§ **Exercise goal**
Everything from the line that holds "Note: in this practice we tag every instance of the dimple" through the end of the data below should be output exactly, both ends included.

──────── Recorded data ────────

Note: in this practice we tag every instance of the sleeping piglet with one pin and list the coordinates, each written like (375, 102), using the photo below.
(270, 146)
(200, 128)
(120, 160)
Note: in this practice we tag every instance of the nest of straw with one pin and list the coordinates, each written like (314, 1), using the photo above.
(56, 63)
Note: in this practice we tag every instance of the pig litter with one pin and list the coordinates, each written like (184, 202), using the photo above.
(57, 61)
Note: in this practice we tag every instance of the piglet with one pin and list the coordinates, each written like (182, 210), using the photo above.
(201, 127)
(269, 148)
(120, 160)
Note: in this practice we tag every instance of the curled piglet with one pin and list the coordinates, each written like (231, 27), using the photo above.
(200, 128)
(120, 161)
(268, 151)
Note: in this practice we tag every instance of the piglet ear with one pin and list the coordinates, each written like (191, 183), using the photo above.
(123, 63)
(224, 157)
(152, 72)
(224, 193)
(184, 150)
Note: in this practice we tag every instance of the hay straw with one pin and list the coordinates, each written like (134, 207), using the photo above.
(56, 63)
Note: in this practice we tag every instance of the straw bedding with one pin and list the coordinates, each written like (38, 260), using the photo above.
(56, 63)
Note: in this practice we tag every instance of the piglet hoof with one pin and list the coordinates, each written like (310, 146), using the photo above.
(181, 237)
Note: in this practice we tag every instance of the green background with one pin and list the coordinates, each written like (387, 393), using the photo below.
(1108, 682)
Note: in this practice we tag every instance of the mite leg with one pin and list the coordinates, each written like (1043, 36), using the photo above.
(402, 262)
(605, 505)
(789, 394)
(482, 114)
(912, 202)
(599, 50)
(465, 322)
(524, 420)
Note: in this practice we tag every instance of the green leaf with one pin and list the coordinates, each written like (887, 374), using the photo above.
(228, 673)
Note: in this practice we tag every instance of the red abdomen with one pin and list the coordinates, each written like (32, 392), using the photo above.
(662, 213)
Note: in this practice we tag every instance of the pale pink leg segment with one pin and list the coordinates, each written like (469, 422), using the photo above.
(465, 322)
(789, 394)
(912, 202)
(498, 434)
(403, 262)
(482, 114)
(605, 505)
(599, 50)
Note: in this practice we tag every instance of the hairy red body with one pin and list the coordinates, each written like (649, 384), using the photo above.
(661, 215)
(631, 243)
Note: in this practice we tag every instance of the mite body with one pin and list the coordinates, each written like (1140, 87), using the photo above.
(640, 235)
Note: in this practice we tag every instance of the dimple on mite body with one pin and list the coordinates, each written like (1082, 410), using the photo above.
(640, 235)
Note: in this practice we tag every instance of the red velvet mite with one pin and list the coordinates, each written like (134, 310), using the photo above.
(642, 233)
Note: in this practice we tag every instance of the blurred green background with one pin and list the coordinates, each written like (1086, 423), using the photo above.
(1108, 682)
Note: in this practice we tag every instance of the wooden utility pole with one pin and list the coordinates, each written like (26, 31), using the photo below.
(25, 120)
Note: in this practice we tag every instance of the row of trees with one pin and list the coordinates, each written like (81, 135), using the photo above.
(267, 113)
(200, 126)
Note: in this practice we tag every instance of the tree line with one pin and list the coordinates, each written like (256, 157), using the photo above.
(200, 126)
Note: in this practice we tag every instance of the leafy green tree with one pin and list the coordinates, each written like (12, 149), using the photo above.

────────

§ **Final result**
Note: in this practice we tag every instance of the dimple on mite body with one pin and list the coordinates, each written like (1082, 410), using the photo above.
(640, 235)
Note: in this practice we tag every instance of the red velvet mite with one pin and list the coordinates, each written like (134, 310), using the photo above.
(642, 233)
Note: in this practice we tag every instance of the blurred green background with one pin and list the coordinates, each written like (1086, 423), using the photo above.
(1108, 682)
Note: in this practice we tag every instance of the wooden utility pole with one pin and list the coordinates, each written like (26, 31), using the photo below.
(25, 120)
Note: in this practice we tag every instance of the row of trees with one pin and list the coordinates, each written like (81, 135), using the photo above.
(267, 113)
(200, 126)
Note: in this practice we tag every instance of the tree line with one pin and list the coordinates, each written like (256, 157), using the photo above.
(200, 126)
Note: in this practice we tag every instance of the leafy green tree with one pin and list the coordinates, each written like (12, 149), using the photo above.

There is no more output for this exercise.